| Stated exercise |
Place the stretch from the line containing "Each instance receives one keypoint. Mark the man in black" through the line containing "Target: crowd of tourists" into a Markdown table with two columns, Row for the row number and Line for the line itself. Skip any blank lines.

(Point labeling examples)
>>

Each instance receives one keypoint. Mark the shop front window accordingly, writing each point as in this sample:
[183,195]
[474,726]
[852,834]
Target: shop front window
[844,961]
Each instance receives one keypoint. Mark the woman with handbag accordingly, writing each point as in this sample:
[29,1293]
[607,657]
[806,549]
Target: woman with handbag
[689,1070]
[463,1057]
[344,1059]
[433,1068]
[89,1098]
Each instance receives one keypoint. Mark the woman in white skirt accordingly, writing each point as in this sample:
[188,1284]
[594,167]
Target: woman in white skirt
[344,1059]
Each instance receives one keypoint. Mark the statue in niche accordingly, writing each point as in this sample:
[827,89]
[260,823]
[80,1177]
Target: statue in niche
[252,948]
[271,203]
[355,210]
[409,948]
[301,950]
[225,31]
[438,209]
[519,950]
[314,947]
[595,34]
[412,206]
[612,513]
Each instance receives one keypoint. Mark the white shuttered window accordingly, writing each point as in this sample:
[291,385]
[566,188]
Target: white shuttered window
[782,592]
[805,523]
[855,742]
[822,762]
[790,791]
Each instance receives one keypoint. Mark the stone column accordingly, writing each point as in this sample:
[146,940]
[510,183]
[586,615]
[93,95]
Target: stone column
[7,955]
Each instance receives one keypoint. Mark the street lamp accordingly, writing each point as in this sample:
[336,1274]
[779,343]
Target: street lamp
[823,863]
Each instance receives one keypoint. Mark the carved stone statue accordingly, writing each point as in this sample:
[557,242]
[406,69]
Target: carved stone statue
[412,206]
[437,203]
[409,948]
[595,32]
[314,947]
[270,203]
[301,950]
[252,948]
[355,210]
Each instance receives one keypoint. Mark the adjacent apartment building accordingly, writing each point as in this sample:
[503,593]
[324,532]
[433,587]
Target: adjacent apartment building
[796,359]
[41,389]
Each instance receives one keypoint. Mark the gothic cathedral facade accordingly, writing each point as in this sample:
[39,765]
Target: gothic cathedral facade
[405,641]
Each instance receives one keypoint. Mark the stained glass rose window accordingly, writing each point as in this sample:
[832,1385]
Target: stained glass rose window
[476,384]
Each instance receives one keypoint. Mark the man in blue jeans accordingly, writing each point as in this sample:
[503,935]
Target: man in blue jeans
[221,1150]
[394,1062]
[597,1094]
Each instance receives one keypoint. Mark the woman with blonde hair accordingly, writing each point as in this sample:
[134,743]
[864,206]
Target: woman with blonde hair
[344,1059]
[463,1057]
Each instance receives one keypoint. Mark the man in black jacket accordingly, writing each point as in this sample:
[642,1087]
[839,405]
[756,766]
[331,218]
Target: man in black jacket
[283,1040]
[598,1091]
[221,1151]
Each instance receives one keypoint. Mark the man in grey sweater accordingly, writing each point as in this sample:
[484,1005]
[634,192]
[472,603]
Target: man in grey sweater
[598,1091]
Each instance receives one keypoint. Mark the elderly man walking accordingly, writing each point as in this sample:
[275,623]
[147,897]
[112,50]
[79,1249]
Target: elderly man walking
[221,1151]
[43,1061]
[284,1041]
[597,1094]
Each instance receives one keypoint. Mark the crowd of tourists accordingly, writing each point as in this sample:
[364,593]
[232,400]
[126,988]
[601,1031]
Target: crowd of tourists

<<
>>

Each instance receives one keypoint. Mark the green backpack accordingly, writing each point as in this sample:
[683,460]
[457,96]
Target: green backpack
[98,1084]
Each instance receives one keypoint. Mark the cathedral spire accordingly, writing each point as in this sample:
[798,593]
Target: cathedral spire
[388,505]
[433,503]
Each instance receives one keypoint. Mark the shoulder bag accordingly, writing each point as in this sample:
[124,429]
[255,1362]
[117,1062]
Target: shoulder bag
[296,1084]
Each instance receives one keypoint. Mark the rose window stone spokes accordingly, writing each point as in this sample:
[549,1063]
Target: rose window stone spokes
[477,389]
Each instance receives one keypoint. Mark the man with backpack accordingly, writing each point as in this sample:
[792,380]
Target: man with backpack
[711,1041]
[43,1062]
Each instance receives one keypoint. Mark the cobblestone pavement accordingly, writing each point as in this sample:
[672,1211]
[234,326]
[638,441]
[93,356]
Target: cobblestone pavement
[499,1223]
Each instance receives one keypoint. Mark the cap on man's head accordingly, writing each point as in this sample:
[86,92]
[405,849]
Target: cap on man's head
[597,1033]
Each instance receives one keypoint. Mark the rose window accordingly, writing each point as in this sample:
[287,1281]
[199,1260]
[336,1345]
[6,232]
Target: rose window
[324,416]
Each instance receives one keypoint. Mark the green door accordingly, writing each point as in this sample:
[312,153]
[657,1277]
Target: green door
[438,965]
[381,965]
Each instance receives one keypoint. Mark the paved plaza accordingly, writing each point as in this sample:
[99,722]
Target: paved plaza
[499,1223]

<<

| Written reply |
| Row | Line |
|---|---|
| 1 | Each instance receives one keypoint. Mark the man in black jacket accordingly, writing each point as in this sample: |
| 2 | [642,1087] |
| 3 | [839,405] |
| 4 | [756,766] |
| 5 | [331,218] |
| 6 | Target: man in black jacket |
| 7 | [283,1040] |
| 8 | [598,1091] |
| 9 | [221,1151] |
| 10 | Each instance receives one keypoint. Mark the man in grey sweater accordingly, writing each point as in this sample: |
| 11 | [484,1005] |
| 12 | [634,192] |
| 13 | [472,603] |
| 14 | Target: man in grey sweater |
| 15 | [598,1091] |
| 16 | Each instance receives one keypoint. Mark the elderly man walking accordingly, writing each point as in this sample: |
| 17 | [275,623] |
| 18 | [147,897] |
| 19 | [112,50] |
| 20 | [79,1249] |
| 21 | Target: elderly man walking |
| 22 | [221,1151] |
| 23 | [43,1061] |
| 24 | [284,1041] |
| 25 | [597,1094] |
| 26 | Each instance receives one keypoint. Mark the crowd of tourists accordingly, writing each point as in this sample: |
| 27 | [364,593] |
| 28 | [232,400] |
| 29 | [126,988] |
| 30 | [601,1031] |
| 31 | Target: crowd of tourists |